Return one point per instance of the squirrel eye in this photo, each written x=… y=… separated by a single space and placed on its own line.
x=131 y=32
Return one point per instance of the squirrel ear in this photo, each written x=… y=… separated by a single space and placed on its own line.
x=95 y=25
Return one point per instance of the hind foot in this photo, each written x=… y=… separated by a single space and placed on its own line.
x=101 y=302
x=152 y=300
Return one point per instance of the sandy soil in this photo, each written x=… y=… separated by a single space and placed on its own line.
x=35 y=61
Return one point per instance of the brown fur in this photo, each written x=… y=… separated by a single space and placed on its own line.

--

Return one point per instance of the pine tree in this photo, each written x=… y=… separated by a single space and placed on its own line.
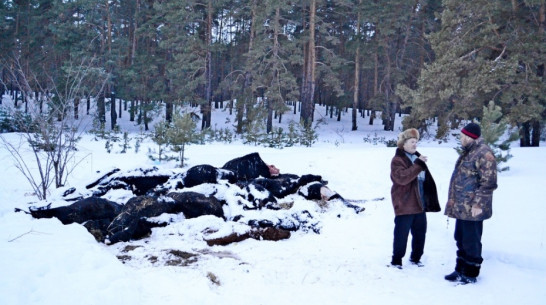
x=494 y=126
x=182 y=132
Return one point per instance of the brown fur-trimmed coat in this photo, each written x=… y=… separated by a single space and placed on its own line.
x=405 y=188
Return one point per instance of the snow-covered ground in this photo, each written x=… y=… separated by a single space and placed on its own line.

Work task –
Repeat exactly the lines above, beginning at the one containing "Return one point per instance of the pine" and ending at the one containing "Return one point per instance of the snow-covered". Do not carry over any pictures.

Result of the task –
Return one point per instance of the pine tree in this photo, each written x=… y=… separated by a single space and placed on its own line.
x=494 y=126
x=182 y=132
Return one point per instance of the brown fur-trimmed coat in this photo, each written x=… y=… separated by a single space and placed on its own line.
x=405 y=188
Return one point per instance of the snow-covered ground in this photo, each written x=… y=… separated by a single space and placed on its own line.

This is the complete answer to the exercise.